[Set task]:
Transcribe the Fifth Empire text below in full, word for word.

[Text block]:
********************
= Fifth Empire =

Concept of a global Portuguese empire

The Portuguese Empire and its interests

The Fifth Empire (Quinto Império) is an esoteric concept of a global Portuguese empire with spiritual and temporal power, based on an interpretation of Daniel 2 and the Book of Revelation, whose origins lay with António Vieira. The concept was re-popularized in the twentieth century with the publication of Mensagem by Fernando Pessoa in 1934.

== The concept ==
The Fifth Empire is not a mere territorial empire. It is a spiritual and linguistic body which spreads throughout the entire world. It represents the ultimate form of fusion between material (science, reason, intellectual speculation) and spiritual knowledge: the occult, mystical speculation and Kabbalism. It is the pinnacle of all the work undertaken by the previous empires (according to old principle of the translatio imperii), which are the following under Pessoa's point of view:
- First Empire - Ancient Greece, all knowledge and experience extracted from the ancient empires;
- Second Empire - Roman Empire, expansion of the First Empire's culture and knowledge;
- Third Empire - Christianity, fusion between the First and the Second Empires, with the absorption of several eastern elements (such as Judaism) - the Christian Moral;
- Fourth Empire - Europe, spreading throughout the entire world the outcome of the previous empires and the British hegemony, its culture and the English-speaking world as a result of the British Empire - the English individualism.

The Fifth Empire, led by "the hidden one" (O Encoberto in the poem, an allusion to Sebastianism), will unite the entire world spiritually and culturally, led by the Portuguese Nation.

== Origins ==

The Fifth Empire is a messianic, millenarian (quiliástica) belief, designed by Father António Vieira in the seventeenth century.

The first four empires were, according to Vieira, in order: the Assyro-Chaldeans, the Persians, the Greeks and the Romans. The fifth was the Portuguese Empire.

As seen when viewing the book of Daniel 2, in the Hebrew scriptures (Old Testament), in Bible, Father António Vieira came to this myth based on a biblical passage that tells the story of King Nebuchadnezzar and his dream, with a statue that featured five kinds of materials.
********************
[Point annotation rows]
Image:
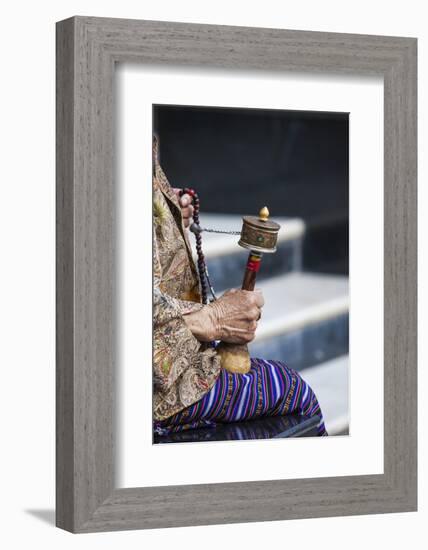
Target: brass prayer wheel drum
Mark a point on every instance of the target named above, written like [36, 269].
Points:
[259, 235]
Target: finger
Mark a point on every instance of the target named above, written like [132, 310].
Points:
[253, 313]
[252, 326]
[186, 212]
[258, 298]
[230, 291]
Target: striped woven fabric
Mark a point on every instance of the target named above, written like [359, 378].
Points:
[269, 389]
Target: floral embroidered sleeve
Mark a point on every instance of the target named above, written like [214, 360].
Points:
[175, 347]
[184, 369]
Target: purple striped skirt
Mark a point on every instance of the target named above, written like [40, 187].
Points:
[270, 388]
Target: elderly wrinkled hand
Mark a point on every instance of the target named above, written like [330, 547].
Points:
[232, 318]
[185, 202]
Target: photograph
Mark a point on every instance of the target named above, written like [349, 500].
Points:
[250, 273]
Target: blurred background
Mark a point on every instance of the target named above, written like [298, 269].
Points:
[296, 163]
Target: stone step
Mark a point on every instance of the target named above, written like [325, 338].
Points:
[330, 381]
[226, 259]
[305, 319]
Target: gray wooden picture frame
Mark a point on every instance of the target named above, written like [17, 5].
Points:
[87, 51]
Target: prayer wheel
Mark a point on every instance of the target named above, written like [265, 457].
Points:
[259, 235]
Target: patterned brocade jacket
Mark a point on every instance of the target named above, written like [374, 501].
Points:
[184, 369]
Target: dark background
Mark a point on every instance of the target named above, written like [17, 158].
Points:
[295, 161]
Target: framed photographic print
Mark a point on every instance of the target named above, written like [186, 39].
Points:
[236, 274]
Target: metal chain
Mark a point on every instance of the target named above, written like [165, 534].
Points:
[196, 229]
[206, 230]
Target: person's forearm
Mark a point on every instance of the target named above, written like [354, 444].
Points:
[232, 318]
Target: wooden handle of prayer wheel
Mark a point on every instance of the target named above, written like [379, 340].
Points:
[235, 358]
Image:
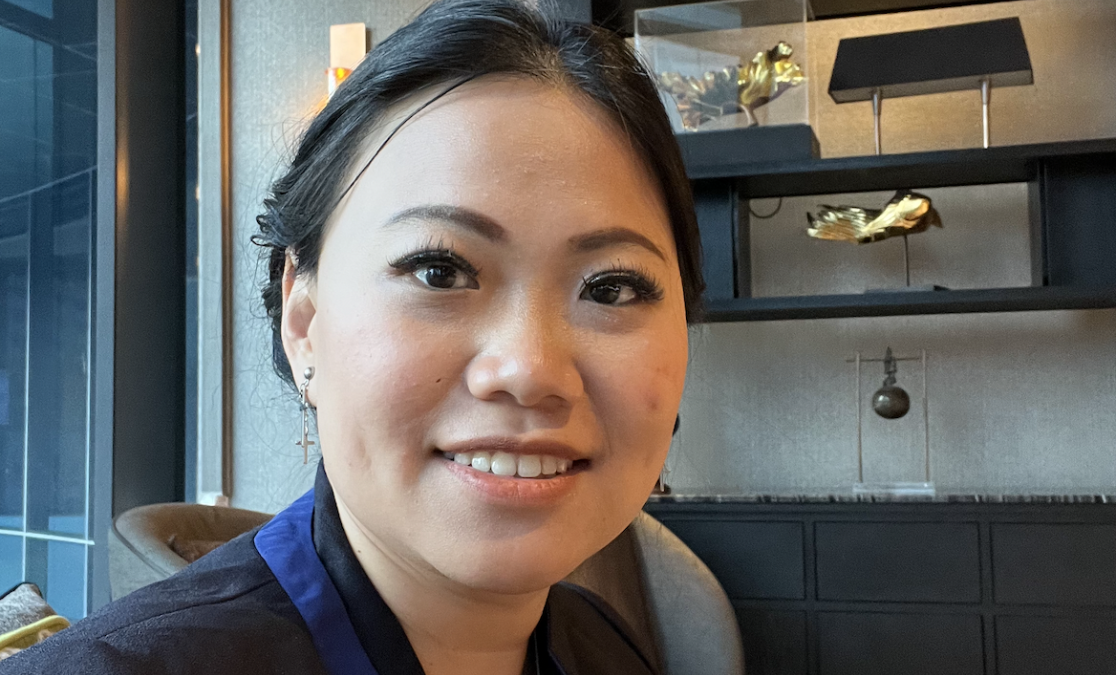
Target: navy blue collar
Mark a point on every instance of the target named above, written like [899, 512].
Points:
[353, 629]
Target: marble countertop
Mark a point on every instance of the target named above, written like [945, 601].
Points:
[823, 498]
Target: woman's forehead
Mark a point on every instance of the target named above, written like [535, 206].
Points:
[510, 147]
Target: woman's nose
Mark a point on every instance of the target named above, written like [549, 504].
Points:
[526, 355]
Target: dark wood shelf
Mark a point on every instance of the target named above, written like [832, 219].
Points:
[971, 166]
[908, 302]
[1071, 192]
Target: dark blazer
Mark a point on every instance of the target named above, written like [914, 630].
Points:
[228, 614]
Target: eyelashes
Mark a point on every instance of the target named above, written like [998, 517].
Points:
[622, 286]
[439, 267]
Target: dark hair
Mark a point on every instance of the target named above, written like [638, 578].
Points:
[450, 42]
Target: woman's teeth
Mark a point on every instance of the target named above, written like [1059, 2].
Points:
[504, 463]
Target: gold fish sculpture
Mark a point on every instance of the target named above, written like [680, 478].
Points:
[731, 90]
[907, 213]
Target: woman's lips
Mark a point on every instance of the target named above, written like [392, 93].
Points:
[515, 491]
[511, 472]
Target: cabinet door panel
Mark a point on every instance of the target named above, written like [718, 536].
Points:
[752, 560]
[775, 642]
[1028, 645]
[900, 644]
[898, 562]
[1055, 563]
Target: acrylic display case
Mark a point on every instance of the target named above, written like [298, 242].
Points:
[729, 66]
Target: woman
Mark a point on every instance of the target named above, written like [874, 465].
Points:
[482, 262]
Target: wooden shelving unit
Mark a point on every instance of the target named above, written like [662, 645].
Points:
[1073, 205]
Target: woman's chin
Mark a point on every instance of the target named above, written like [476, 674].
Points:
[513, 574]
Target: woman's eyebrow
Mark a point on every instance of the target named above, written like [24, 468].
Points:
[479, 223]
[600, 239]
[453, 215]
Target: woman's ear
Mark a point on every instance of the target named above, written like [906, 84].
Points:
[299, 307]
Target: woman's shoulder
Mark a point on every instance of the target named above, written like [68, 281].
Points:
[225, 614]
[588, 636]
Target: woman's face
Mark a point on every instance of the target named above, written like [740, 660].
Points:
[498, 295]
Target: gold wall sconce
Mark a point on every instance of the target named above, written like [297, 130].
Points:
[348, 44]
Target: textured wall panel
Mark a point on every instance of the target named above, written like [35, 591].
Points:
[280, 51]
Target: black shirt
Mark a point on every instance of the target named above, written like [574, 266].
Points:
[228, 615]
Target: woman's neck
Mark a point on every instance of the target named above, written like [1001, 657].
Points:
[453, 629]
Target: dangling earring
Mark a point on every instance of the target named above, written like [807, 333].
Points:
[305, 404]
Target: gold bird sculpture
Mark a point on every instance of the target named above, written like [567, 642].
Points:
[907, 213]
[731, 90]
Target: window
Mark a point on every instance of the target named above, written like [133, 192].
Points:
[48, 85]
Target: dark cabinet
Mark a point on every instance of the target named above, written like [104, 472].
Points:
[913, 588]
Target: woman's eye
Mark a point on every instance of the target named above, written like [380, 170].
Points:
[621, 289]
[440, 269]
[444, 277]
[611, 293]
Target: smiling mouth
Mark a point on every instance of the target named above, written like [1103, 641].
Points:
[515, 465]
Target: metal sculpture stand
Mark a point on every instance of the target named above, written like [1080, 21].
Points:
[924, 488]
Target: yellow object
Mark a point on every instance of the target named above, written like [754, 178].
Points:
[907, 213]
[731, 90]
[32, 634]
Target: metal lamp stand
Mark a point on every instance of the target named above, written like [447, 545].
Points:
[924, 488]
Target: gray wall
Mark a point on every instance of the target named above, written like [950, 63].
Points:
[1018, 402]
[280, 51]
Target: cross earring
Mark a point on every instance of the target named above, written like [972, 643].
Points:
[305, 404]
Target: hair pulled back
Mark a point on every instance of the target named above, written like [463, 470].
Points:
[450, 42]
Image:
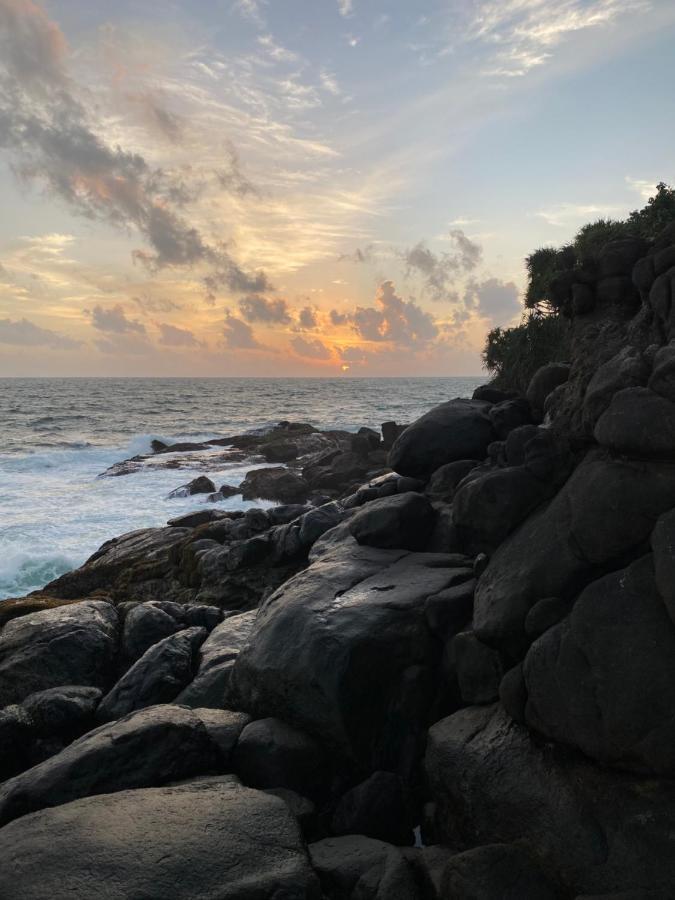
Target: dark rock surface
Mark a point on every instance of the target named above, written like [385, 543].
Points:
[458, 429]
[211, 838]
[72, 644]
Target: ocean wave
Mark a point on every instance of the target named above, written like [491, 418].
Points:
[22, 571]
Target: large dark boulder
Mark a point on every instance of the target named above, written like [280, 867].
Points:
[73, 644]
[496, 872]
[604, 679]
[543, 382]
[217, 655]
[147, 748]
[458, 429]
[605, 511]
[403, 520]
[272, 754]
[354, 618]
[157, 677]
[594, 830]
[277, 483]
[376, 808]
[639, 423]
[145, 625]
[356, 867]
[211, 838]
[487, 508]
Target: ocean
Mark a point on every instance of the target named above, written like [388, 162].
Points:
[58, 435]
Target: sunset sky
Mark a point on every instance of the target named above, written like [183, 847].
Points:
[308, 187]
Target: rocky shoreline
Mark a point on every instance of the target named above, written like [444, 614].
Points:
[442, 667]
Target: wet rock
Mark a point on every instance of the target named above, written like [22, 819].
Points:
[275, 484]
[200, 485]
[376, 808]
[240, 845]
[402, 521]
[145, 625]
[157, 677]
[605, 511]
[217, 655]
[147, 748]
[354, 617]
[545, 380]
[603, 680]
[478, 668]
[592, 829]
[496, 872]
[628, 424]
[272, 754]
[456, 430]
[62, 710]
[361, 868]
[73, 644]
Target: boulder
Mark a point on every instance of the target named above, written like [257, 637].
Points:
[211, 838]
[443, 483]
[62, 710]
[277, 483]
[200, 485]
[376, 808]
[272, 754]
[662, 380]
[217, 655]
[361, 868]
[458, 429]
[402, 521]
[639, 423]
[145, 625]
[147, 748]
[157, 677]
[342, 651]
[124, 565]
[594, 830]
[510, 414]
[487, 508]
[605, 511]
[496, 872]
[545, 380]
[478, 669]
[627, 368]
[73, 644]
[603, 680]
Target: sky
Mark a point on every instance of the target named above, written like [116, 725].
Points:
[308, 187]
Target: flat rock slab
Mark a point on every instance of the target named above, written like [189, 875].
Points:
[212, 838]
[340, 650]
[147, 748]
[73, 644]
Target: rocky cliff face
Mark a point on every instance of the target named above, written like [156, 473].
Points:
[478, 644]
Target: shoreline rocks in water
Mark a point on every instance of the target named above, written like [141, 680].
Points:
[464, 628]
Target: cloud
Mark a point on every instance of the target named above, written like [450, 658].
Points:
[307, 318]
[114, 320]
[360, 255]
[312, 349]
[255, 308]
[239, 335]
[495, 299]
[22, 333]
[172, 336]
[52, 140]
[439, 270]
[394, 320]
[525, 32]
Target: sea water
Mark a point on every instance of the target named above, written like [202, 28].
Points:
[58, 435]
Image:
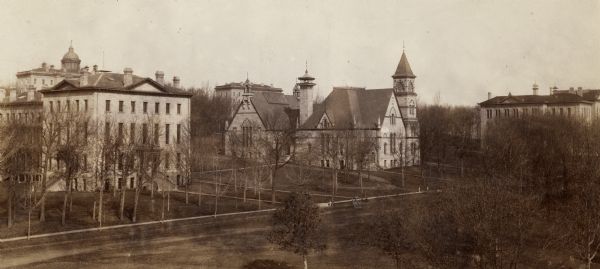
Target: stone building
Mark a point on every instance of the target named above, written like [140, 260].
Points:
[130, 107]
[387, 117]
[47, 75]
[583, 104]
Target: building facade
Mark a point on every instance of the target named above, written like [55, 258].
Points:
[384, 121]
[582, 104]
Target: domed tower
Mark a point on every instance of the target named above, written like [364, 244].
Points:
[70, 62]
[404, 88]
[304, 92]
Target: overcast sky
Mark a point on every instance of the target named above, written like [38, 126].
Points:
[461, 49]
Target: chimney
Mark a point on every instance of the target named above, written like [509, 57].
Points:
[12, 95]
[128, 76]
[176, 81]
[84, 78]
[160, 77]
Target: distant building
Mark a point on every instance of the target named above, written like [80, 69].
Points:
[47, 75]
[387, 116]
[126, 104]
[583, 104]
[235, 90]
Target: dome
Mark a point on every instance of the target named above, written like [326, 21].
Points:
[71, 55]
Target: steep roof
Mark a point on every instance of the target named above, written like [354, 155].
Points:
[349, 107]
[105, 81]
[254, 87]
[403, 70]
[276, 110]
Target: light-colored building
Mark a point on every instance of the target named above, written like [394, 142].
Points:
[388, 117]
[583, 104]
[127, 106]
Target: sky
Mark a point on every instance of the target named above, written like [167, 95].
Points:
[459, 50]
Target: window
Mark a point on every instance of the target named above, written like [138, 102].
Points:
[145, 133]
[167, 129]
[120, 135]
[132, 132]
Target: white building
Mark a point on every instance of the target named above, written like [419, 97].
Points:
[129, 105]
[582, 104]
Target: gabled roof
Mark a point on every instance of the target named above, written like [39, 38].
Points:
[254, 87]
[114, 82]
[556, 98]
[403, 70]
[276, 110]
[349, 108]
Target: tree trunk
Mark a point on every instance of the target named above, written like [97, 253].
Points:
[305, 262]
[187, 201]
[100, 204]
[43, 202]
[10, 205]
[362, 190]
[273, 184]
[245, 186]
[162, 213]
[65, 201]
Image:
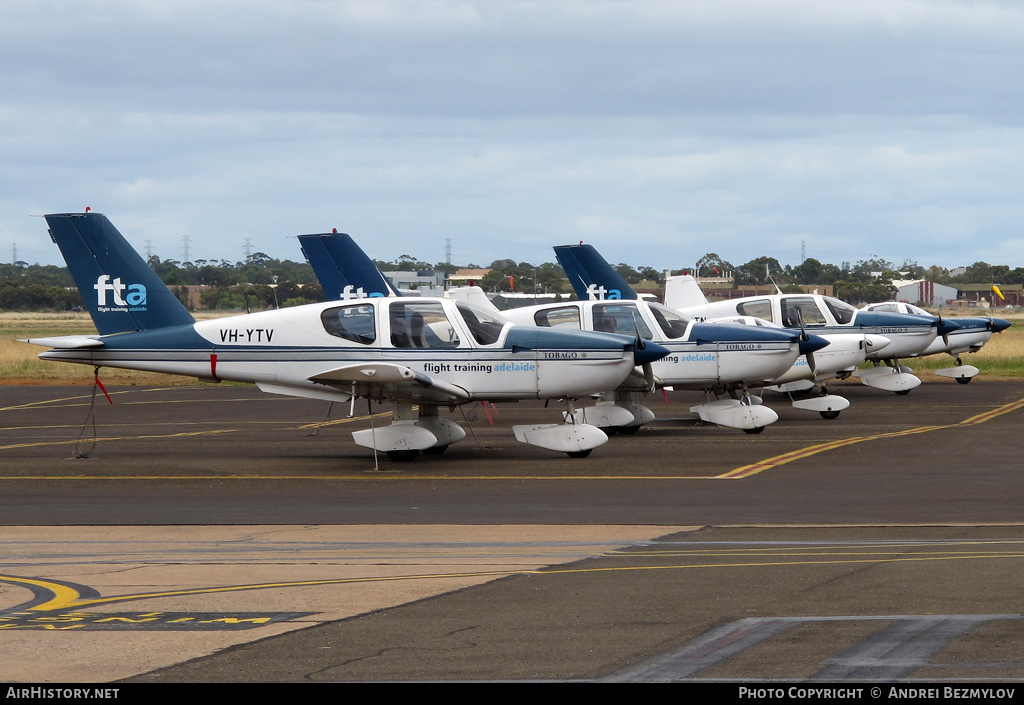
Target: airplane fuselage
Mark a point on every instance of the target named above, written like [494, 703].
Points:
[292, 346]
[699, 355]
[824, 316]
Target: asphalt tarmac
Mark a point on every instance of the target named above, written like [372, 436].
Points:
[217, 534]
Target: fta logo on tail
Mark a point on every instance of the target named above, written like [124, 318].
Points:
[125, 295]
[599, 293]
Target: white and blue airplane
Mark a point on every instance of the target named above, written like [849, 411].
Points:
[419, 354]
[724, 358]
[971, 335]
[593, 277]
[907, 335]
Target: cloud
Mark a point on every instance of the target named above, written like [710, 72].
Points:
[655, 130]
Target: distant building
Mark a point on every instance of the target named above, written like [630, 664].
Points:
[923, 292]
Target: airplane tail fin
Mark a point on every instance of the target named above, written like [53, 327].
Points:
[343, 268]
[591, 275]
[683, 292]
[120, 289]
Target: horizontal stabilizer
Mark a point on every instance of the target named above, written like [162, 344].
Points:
********************
[Result for this task]:
= Fifth Empire =

Concept of a global Portuguese empire

The Portuguese Empire and its interests

The Fifth Empire (Quinto Império) is an esoteric concept of a global Portuguese empire with spiritual and temporal power, based on an interpretation of Daniel 2 and the Book of Revelation, whose origins lay with António Vieira. The concept was re-popularized in the twentieth century with the publication of Mensagem by Fernando Pessoa in 1934.

== The concept ==
The Fifth Empire is not a mere territorial empire. It is a spiritual and linguistic body which spreads throughout the entire world. It represents the ultimate form of fusion between material (science, reason, intellectual speculation) and spiritual knowledge: the occult, mystical speculation and Kabbalism. It is the pinnacle of all the work undertaken by the previous empires (according to old principle of the translatio imperii), which are the following under Pessoa's point of view:
- First Empire - Ancient Greece, all knowledge and experience extracted from the ancient empires;
- Second Empire - Roman Empire, expansion of the First Empire's culture and knowledge;
- Third Empire - Christianity, fusion between the First and the Second Empires, with the absorption of several eastern elements (such as Judaism) - the Christian Moral;
- Fourth Empire - Europe, spreading throughout the entire world the outcome of the previous empires and the British hegemony, its culture and the English-speaking world as a result of the British Empire - the English individualism.

The Fifth Empire, led by "the hidden one" (O Encoberto in the poem, an allusion to Sebastianism), will unite the entire world spiritually and culturally, led by the Portuguese Nation.

== Origins ==

The Fifth Empire is a messianic, millenarian (quiliástica) belief, designed by Father António Vieira in the seventeenth century.

The first four empires were, according to Vieira, in order: the Assyro-Chaldeans, the Persians, the Greeks and the Romans. The fifth was the Portuguese Empire.

As seen when viewing the book of Daniel 2, in the Hebrew scriptures (Old Testament), in Bible, Father António Vieira came to this myth based on a biblical passage that tells the story of King Nebuchadnezzar and his dream, with a statue that featured five kinds of materials.